ENTRIES SHOWN:
********
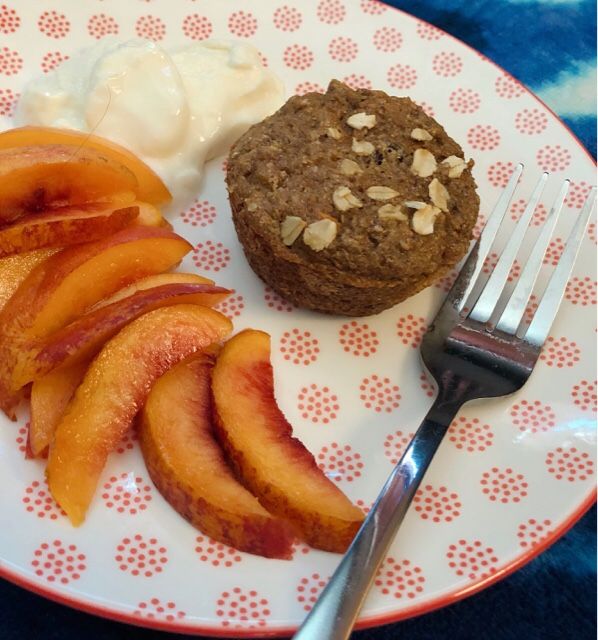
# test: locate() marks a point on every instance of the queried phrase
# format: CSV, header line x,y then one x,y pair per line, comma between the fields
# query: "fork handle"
x,y
337,608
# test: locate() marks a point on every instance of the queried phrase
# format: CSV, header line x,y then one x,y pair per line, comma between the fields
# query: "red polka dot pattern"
x,y
373,7
242,24
569,464
447,64
126,494
101,25
533,416
308,87
200,214
38,500
242,608
428,31
402,76
507,87
503,485
379,393
531,121
53,24
395,445
216,553
583,395
9,19
342,49
299,57
276,302
299,347
483,137
331,11
287,18
211,256
411,330
10,62
340,463
58,562
470,434
581,291
141,557
400,579
499,173
553,158
358,339
577,194
150,27
309,589
472,559
233,306
154,609
464,101
387,39
533,532
197,27
317,404
437,504
52,59
539,217
560,352
357,81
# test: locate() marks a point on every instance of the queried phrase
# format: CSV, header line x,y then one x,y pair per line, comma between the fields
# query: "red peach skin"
x,y
188,466
114,388
272,464
62,287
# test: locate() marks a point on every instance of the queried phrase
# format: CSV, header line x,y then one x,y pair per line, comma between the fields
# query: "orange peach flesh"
x,y
114,388
150,186
82,339
64,226
273,464
188,466
50,396
35,178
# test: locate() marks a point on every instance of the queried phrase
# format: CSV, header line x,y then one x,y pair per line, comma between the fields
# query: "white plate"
x,y
511,477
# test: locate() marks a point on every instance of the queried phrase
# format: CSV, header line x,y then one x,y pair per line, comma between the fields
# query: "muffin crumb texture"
x,y
351,201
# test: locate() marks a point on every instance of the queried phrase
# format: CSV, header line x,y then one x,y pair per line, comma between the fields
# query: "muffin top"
x,y
388,188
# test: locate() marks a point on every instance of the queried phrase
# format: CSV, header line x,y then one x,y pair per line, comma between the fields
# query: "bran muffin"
x,y
349,202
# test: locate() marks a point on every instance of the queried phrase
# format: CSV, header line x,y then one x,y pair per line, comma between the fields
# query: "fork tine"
x,y
547,309
515,308
470,271
486,303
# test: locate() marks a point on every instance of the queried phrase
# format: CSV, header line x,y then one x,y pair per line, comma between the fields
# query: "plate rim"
x,y
106,612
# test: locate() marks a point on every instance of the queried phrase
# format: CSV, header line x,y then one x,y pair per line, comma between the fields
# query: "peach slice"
x,y
188,466
64,226
14,269
273,464
50,396
84,337
61,288
32,179
150,186
114,389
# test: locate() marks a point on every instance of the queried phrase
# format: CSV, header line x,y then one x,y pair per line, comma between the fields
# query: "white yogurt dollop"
x,y
174,109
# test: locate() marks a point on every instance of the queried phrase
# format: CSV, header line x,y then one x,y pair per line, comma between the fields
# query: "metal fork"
x,y
482,352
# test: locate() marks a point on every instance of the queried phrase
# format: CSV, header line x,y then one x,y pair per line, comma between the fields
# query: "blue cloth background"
x,y
550,45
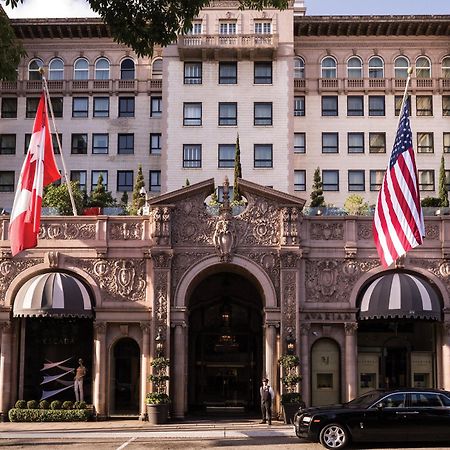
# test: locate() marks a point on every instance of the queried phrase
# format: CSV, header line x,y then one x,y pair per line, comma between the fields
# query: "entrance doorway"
x,y
225,345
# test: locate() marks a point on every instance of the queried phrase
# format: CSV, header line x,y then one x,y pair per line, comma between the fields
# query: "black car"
x,y
405,415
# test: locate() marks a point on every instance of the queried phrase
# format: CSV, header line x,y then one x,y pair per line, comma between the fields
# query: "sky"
x,y
80,8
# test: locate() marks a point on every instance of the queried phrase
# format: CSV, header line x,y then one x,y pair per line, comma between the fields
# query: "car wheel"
x,y
334,436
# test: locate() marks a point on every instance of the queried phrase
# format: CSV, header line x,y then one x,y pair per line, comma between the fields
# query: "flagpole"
x,y
49,103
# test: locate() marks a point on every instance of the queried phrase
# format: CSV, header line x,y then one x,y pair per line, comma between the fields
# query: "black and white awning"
x,y
400,295
53,294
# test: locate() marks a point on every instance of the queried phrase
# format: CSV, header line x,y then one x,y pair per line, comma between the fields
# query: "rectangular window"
x,y
126,106
329,105
228,72
355,142
299,142
124,180
100,143
376,105
7,144
355,105
226,155
356,181
80,106
330,180
227,114
330,142
79,144
192,156
426,180
155,143
262,113
299,105
9,107
424,105
125,144
377,142
101,106
263,155
263,72
192,73
299,180
192,114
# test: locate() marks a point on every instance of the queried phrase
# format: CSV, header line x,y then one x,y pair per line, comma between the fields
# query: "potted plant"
x,y
291,400
158,401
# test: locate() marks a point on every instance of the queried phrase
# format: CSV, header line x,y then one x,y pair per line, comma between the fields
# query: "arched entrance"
x,y
225,345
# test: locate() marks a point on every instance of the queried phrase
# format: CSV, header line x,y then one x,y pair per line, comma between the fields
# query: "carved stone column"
x,y
351,358
99,369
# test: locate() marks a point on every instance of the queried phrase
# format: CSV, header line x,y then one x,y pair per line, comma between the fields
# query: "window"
x,y
329,105
263,72
377,142
299,105
227,114
355,105
330,143
356,180
355,142
6,181
192,73
330,180
263,155
126,106
376,105
100,143
124,180
79,144
226,155
424,105
127,69
80,106
155,143
426,180
192,156
227,72
155,106
7,144
262,113
299,180
101,106
155,181
192,114
9,107
299,143
125,144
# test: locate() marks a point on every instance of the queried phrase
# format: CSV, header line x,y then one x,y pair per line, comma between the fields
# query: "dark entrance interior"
x,y
225,345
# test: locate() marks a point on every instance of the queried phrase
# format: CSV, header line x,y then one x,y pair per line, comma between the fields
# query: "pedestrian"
x,y
267,395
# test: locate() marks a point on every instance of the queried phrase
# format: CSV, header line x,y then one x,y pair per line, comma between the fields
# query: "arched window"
x,y
423,67
127,69
102,69
329,67
81,69
33,69
401,65
56,69
376,67
354,68
299,68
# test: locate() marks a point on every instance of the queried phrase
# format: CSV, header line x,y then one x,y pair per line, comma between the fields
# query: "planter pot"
x,y
158,414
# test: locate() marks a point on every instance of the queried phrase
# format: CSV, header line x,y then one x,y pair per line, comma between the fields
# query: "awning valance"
x,y
400,295
53,294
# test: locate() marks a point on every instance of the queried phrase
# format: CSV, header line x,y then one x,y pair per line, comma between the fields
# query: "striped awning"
x,y
53,294
400,295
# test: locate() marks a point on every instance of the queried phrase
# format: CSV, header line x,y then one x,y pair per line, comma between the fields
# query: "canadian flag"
x,y
38,170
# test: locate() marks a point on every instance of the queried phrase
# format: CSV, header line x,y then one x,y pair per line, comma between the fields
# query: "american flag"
x,y
398,222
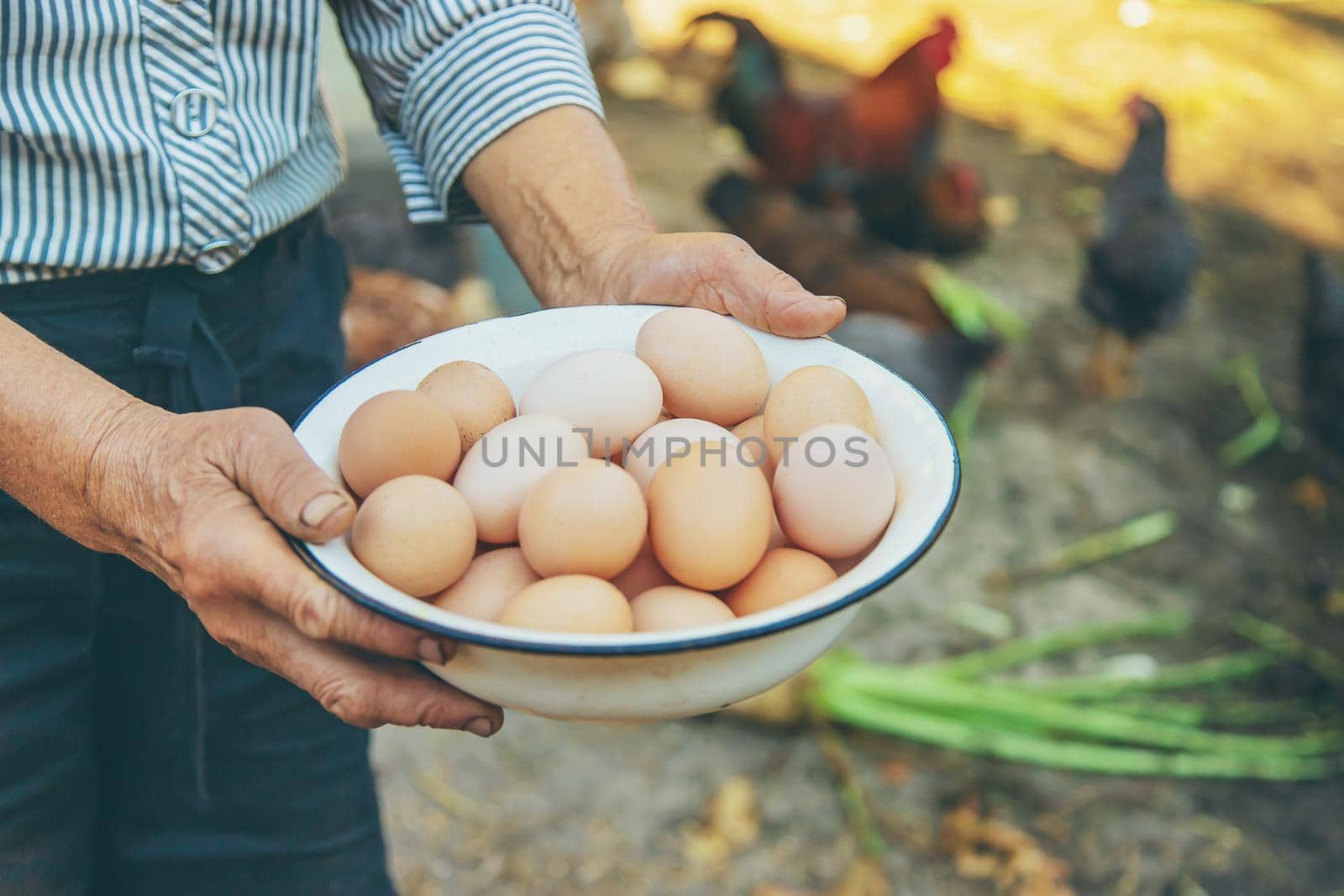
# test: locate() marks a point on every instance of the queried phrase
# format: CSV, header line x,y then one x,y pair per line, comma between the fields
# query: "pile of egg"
********
Print every entry above again without changing a word, and omit the pictures.

FINAL RESULT:
# test: locate() marks a point on every instance of the queried phrase
# format: CSV, header line x,y then one x,y pair per line, comma between the fields
# query: "fork handle"
x,y
337,608
# test: locate() marks a point on every instance of the queried phrase
# format: CSV, header line x,y then one x,y pair per line, comma between the fields
# query: "red polka dot pattern"
x,y
373,7
242,24
569,464
447,64
126,494
101,25
533,416
308,87
200,214
38,500
242,608
428,31
402,76
507,87
503,485
379,393
531,121
53,24
395,445
216,553
583,395
9,19
342,49
299,57
276,302
299,347
483,137
331,11
287,18
211,256
411,330
10,62
340,463
58,562
470,434
581,291
141,557
400,579
499,173
553,158
358,339
577,194
150,27
309,589
472,559
233,306
154,609
464,101
387,39
533,532
197,27
317,404
437,504
52,59
539,217
560,352
357,81
# test: locate() marks a point on every instance of the queried phrase
# format: CSV, header line x,y then one x,y pair per line, comma between the fields
# query: "red peach skin"
x,y
188,466
114,388
272,464
62,287
# test: locate() marks a point on every instance of the queried phrase
# format: CSV, header line x,y then one x,y pair per line, comma between the fields
# query: "orange peach flesh"
x,y
114,388
150,186
82,339
64,226
273,464
188,466
50,396
35,178
# test: locate() marks a point on every instance of the queried phrase
# format: CSV, header line x,y then one x,y pair per line, comma between the fields
# query: "white plate"
x,y
511,477
# test: locate() marks a point on every instance of the queried phrase
# format: CSV, header line x,y then one x,y pair per line, comma between the fields
# query: "muffin crumb texture"
x,y
351,201
# test: locate() marks a point on every instance of the queried phrase
# format: CSV, header line x,y then one x,y pair per line, comma between the fields
# query: "muffin top"
x,y
388,188
# test: locate() marks a point on every instance of the queried phrase
# format: CSV, header line x,y then one x,y pair per line, comma between the fields
# query: "bran muffin"
x,y
349,202
# test: locate() marks a point on every instance of the queried phrase
# format: CSV, header line x,y then one x,y pair per line, comma between the fields
# query: "fork tine"
x,y
547,309
515,308
470,271
486,303
# test: locate() marks a point on every instance of the queried phrase
# format: CSV, header line x,y then one x,y pair per line, comma between the fields
# query: "plate rim"
x,y
106,612
# test: locate() marks a point on every instance of the queried phrase
# format: CSV, header line x,y then one x,y pair per line, comma between the fields
# query: "peach slice"
x,y
188,466
64,226
14,269
273,464
50,396
84,337
61,288
32,179
150,186
114,389
# test: locate() marks a point on every instance of the queried phrase
# format: CSV, header line x,y then one x,y pair per line, comma between the fields
# query: "white yogurt dollop"
x,y
174,109
# test: locate() marks a point on every instance of the queried phrase
# format: CSV, header line x,y then one x,y pair per line, comma between the fields
# query: "metal fork"
x,y
482,352
# test: locate() marks a point on every instance of the queried phrase
# format: CSV, header line x,y then one x,y pair per line, comma between the fields
# query: "blue cloth background"
x,y
550,45
# test: locate() marks a point on every instance of the queried phrase
# format: CSV, header line x,y then one x,y pair per line, comma between the fields
# query: "entrance doorway"
x,y
225,345
# test: locate() marks a point on every instance of the queried phrase
# format: CSV, header line x,y then one x,y pair per line, comma between the fields
# query: "black car"
x,y
405,415
# test: locate() marks a point on every instance of the queried phrase
# format: CSV, header line x,y then one x,y pair per line, comma between the fields
# query: "sky"
x,y
80,8
# test: locate() marks a point on every instance of the queried phrase
# format: CSV, header line x,y then one x,y pair per line, comma between the fields
# query: "car wheel"
x,y
334,436
# test: locate() marks a point on every instance of the queried phrase
# format: CSV, header line x,y then one x,y pair per line, comma between the fields
# query: "flagpole"
x,y
49,103
# test: locate() marks a point on every instance of the queried phrase
# format: CSV, header line x,y then one x,y pair per line, comma between the fields
# query: "black and white awning"
x,y
400,295
53,294
# test: locate() marks a point on every instance of the queried phrase
# format: CSV, header line x,y then one x,y pair per line, comma between the fields
# query: "rectangular window"
x,y
126,106
329,105
228,72
355,142
299,142
124,180
100,143
376,105
7,144
355,105
226,155
356,181
80,106
330,180
227,114
330,142
79,144
192,156
426,180
155,143
262,113
299,105
9,107
424,105
125,144
377,142
101,106
263,155
263,72
192,73
299,180
192,114
# test: locate() marks a point on every instance of the queried phrase
# format: CSV, header line x,y then one x,y pair per line, comma between the fields
# query: "potted plant"
x,y
291,400
158,401
# test: locate() marks a point on every instance of the queried phrase
# format: CSV, header line x,y then one x,y pair per line, comma between the fields
# query: "arched entrance"
x,y
225,345
# test: locate() marks a point on every instance of the queried phrase
# format: CSV, header line x,y then one x,y pair per line, comma between the fields
# query: "carved stone column"
x,y
351,358
99,369
# test: locate() marks a point on every instance of the queried phrase
# format: CSV, header line x,y then one x,y pair per line, comma between the fields
# query: "window"
x,y
329,105
263,72
377,142
299,105
227,114
355,105
330,143
356,180
355,142
6,181
192,73
330,180
263,155
126,106
376,105
100,143
124,180
79,144
226,155
424,105
127,69
80,106
155,143
426,180
192,156
227,72
155,106
7,144
262,113
299,180
101,106
155,181
192,114
9,107
299,143
125,144
# test: locate() marks a point on every instance of the queried phrase
# format: CSV, header line x,y then one x,y pair per line, comma between the fields
# query: "dark entrance interior"
x,y
225,345
# test: locate() marks a point on every instance of the queried phrase
# format: CSV, header line x,y then one x,y pair per line, comma between the fields
# query: "pedestrian"
x,y
267,395
# test: locate() marks a point on every instance of the queried phrase
# format: CSV, header line x,y then one x,y pair per line, comma between the fields
# query: "arched window"
x,y
423,67
127,69
102,69
329,67
81,69
33,69
401,65
56,69
376,67
354,68
299,68
# test: locate() marks a point on every instance of the queried phrase
# format: CSV, header line x,y then one x,y pair per line, comma between the fields
# query: "planter pot"
x,y
158,414
# test: locate() marks a point on every instance of the queried phrase
# format: CSV, header line x,y then one x,y pair per line, comma between the fields
# query: "awning valance"
x,y
400,295
53,294
# test: locate() marks a point on every instance of the queried phrase
# format: CSV, header line x,y then one x,y pair per line, comma between the fields
# query: "striped awning"
x,y
53,294
400,295
# test: locate() marks a point on every instance of the queried phrase
# format: CSV, header line x,y then one x,y pair per line, comma between the fields
# query: "canadian flag"
x,y
38,170
# test: locate() marks a point on every instance of the queried phrase
# format: CSV, header line x,y then one x,y pair per line, comma between the fields
# query: "american flag"
x,y
398,222
# test: locate() marks a point on every instance of the queried phrase
# format: CSV, header line x,y then one x,y pair per line, comma between the fields
# query: "pile of egg"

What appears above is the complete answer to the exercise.